### [TEXT EXCERPT]
******
It's Time to Lower the Cost of Prescription Drugs | Opinion

Since the Lower Drug Costs Now Act was first introduced three years ago, the pharmaceutical industry has spent billions of dollars on lobbyists to persuade my colleagues to vote against it.

For decades, this industry and its allies have worked overtime to stop any legislative action that could take away drug corporations' unlimited power to price-gouge patients and inflate their profits.

President Joe Biden spoke on behalf of an overwhelming majority in his first joint address to Congress, urging lawmakers to, "give Medicare the power to save hundreds of billions of dollars by negotiating lower prices for prescription drugs." I agree with our president and know that millions of Americans do too—it's a major part of why they sent us to Washington in the first place.

Year after year, Big Pharma's major players have shown us who they are, raising prices for their most popular drugs twice a year, and paying close to nothing in taxes in the process. Instead of working to make Americans healthier, these corporations are only working to make themselves richer.

And just like any industry in need of reform, we know that lawmakers must play a role in unrigging a system that benefits a few at the expense of everyone else.

Right now, Americans are paying twice for the medicines we need, first through our taxes to subsidize their development, and then again when we pick them up at the pharmacy counter. The reality is that nearly every drug in the past decade was developed with significant taxpayer investments. Big Pharma is reaping the profits, while ordinary Americans struggle to afford the medications they need.
******
### [REQUIRED ACTION 1]
Decide whether each statement agrees with the opinion piece on prescription drug costs, answering yes or no and quoting the words that settle it: (a) The Lower Drug Costs Now Act was first introduced three years ago. (b) Big Pharma raises prices for its most popular drugs once a year. (c) Nearly every drug in the past decade was developed with significant taxpayer investments.
### [REQUIRED ACTION 2]
Quote the stretch of the opinion piece on prescription drug costs from "For decades, this" through "inflate their profits.".

Referring expression data
******
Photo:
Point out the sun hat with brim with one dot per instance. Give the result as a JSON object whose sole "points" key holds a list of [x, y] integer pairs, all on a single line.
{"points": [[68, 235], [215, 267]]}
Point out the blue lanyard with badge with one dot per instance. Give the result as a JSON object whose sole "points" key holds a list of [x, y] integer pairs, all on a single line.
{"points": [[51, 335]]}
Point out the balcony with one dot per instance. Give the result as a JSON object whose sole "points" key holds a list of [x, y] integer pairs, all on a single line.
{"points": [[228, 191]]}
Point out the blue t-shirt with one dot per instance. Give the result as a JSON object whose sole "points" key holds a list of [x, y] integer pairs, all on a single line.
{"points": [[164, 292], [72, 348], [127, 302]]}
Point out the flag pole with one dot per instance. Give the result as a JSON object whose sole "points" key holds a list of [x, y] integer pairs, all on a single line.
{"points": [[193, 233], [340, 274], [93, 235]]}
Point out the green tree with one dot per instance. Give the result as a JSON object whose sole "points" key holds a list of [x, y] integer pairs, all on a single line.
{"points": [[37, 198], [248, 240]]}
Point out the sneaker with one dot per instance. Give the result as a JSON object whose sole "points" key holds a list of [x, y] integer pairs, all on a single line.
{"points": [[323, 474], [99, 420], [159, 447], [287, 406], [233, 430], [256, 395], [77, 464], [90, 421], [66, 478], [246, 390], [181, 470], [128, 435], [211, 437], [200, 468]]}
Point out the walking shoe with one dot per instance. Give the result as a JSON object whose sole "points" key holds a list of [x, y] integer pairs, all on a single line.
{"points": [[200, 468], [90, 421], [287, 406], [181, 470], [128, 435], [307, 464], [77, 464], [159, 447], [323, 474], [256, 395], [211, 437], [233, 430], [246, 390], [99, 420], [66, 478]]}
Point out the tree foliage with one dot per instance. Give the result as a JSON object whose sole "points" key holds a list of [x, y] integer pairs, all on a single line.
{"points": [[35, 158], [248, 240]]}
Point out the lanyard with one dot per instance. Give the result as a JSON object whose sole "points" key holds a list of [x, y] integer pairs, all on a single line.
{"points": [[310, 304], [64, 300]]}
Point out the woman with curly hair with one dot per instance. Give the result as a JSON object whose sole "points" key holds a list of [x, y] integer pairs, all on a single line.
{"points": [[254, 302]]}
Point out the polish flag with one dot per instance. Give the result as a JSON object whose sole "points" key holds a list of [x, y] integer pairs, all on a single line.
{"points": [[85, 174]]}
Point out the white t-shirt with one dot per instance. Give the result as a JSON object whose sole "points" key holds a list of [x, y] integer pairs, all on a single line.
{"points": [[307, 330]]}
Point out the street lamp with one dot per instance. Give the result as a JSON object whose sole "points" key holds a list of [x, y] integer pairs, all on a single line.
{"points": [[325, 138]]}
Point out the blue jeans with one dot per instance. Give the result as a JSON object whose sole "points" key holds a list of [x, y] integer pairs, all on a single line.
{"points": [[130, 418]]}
******
### [PROBLEM SOLUTION 1]
(a) Yes: "Since the Lower Drug Costs Now Act was first introduced three years ago"
(b) No: "raising prices for their most popular drugs twice a year"
(c) Yes: "nearly every drug in the past decade was developed with significant taxpayer investments"

### [PROBLEM SOLUTION 2]
For decades, this industry and its allies have worked overtime to stop any legislative action that could take away drug corporations' unlimited power to price-gouge patients and inflate their profits.